=== EXERCISE AIM ===
Write out the following listing in full, exactly as it reads.

*** GIVEN RECORDS ***

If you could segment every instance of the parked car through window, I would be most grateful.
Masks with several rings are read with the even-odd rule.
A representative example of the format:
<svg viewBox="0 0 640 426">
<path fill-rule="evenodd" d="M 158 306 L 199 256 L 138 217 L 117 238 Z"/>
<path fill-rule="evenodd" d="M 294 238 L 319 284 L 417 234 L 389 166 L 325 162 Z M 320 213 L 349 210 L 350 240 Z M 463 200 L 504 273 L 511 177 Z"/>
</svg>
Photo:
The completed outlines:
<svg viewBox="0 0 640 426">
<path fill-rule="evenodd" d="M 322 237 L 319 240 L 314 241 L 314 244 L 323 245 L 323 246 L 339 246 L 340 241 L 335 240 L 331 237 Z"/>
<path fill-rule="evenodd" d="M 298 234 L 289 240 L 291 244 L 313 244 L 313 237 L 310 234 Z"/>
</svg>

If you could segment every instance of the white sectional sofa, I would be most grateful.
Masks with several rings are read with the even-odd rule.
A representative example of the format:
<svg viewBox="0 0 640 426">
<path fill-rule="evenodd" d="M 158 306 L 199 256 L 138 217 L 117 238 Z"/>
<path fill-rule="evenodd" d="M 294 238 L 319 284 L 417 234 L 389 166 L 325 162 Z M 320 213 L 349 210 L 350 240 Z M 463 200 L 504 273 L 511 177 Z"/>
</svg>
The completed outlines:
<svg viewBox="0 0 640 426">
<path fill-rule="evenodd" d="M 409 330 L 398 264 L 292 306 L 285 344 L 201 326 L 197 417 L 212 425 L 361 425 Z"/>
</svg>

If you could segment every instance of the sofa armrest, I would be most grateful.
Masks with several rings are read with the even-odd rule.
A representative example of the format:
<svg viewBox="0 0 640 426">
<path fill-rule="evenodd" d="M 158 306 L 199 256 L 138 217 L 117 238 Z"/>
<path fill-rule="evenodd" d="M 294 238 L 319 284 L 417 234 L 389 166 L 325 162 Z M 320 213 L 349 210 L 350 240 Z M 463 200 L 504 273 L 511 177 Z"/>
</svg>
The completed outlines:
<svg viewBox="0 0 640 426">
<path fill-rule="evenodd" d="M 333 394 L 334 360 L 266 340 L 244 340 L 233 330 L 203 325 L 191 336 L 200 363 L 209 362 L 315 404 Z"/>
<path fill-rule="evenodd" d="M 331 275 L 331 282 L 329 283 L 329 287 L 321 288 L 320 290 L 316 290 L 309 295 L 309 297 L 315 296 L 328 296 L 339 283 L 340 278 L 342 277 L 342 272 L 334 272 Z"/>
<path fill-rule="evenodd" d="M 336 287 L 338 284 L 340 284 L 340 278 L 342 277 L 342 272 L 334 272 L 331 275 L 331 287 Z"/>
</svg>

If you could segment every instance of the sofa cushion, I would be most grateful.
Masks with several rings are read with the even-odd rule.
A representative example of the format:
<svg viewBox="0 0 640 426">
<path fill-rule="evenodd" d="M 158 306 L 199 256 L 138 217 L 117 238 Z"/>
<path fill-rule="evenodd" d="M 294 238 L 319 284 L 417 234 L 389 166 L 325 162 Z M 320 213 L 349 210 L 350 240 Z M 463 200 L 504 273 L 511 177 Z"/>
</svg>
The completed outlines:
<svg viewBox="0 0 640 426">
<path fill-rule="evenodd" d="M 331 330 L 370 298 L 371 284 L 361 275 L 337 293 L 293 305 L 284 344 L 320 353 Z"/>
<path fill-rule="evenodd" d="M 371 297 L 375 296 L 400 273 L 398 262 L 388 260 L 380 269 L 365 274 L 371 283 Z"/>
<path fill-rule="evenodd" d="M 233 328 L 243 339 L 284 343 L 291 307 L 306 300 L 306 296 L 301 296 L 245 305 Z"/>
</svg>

*** End of GIVEN RECORDS ***

=== COMPLETED EXERCISE ===
If you could segment every instance of the parked car through window, I would be most grateful.
Masks with several rings are read with the even-odd rule.
A representative example of the format:
<svg viewBox="0 0 640 426">
<path fill-rule="evenodd" d="M 158 306 L 199 256 L 138 217 L 117 238 Z"/>
<path fill-rule="evenodd" d="M 294 238 L 319 284 L 417 234 L 389 166 L 325 162 Z M 320 213 L 349 210 L 350 240 Z M 463 200 L 504 273 L 511 177 Z"/>
</svg>
Photo:
The completed outlines:
<svg viewBox="0 0 640 426">
<path fill-rule="evenodd" d="M 322 237 L 319 240 L 314 241 L 314 244 L 323 245 L 323 246 L 339 246 L 340 241 L 335 240 L 331 237 Z"/>
<path fill-rule="evenodd" d="M 298 234 L 289 240 L 291 244 L 313 244 L 313 237 L 310 234 Z"/>
</svg>

If you could segment every instance of the white sectional sofa, I would be most grateful.
Masks with several rings are read with the even-odd rule.
A representative example of the format:
<svg viewBox="0 0 640 426">
<path fill-rule="evenodd" d="M 158 306 L 199 256 L 138 217 L 117 238 Z"/>
<path fill-rule="evenodd" d="M 294 238 L 319 284 L 417 234 L 389 166 L 325 162 Z M 320 213 L 349 210 L 350 240 Z M 463 200 L 504 273 L 511 177 Z"/>
</svg>
The completed outlines:
<svg viewBox="0 0 640 426">
<path fill-rule="evenodd" d="M 409 330 L 398 264 L 292 306 L 285 344 L 201 326 L 197 417 L 212 425 L 361 425 Z"/>
</svg>

If you could segment every instance of the sofa armrest, I would be most grateful.
Masks with several rings are read with the even-odd rule.
A representative example of the format:
<svg viewBox="0 0 640 426">
<path fill-rule="evenodd" d="M 158 306 L 199 256 L 138 217 L 117 238 Z"/>
<path fill-rule="evenodd" d="M 294 238 L 319 284 L 417 234 L 389 166 L 325 162 Z M 320 213 L 349 210 L 350 240 Z M 463 200 L 504 273 L 511 177 Z"/>
</svg>
The completed outlines:
<svg viewBox="0 0 640 426">
<path fill-rule="evenodd" d="M 333 394 L 334 360 L 266 340 L 244 340 L 233 330 L 203 325 L 191 336 L 200 363 L 209 362 L 315 404 Z"/>
<path fill-rule="evenodd" d="M 331 275 L 331 282 L 329 283 L 329 287 L 321 288 L 320 290 L 316 290 L 309 295 L 309 297 L 315 296 L 328 296 L 339 283 L 340 278 L 342 277 L 342 272 L 334 272 Z"/>
<path fill-rule="evenodd" d="M 336 287 L 338 284 L 340 284 L 340 278 L 342 277 L 342 272 L 334 272 L 331 275 L 331 287 Z"/>
</svg>

If you could segment every instance of the sofa cushion, I would be most grateful.
Masks with several rings are read with the even-odd rule.
A representative example of the format:
<svg viewBox="0 0 640 426">
<path fill-rule="evenodd" d="M 158 306 L 199 256 L 138 217 L 117 238 Z"/>
<path fill-rule="evenodd" d="M 294 238 L 319 284 L 417 234 L 389 166 L 325 162 Z M 320 213 L 349 210 L 350 240 Z M 463 200 L 504 273 L 511 177 Z"/>
</svg>
The completed outlines:
<svg viewBox="0 0 640 426">
<path fill-rule="evenodd" d="M 331 330 L 370 298 L 371 284 L 361 275 L 337 293 L 293 305 L 284 344 L 320 353 Z"/>
<path fill-rule="evenodd" d="M 371 297 L 375 296 L 400 273 L 398 262 L 388 260 L 380 269 L 365 274 L 371 283 Z"/>
<path fill-rule="evenodd" d="M 233 328 L 243 339 L 284 343 L 291 307 L 306 300 L 306 296 L 301 296 L 245 305 Z"/>
</svg>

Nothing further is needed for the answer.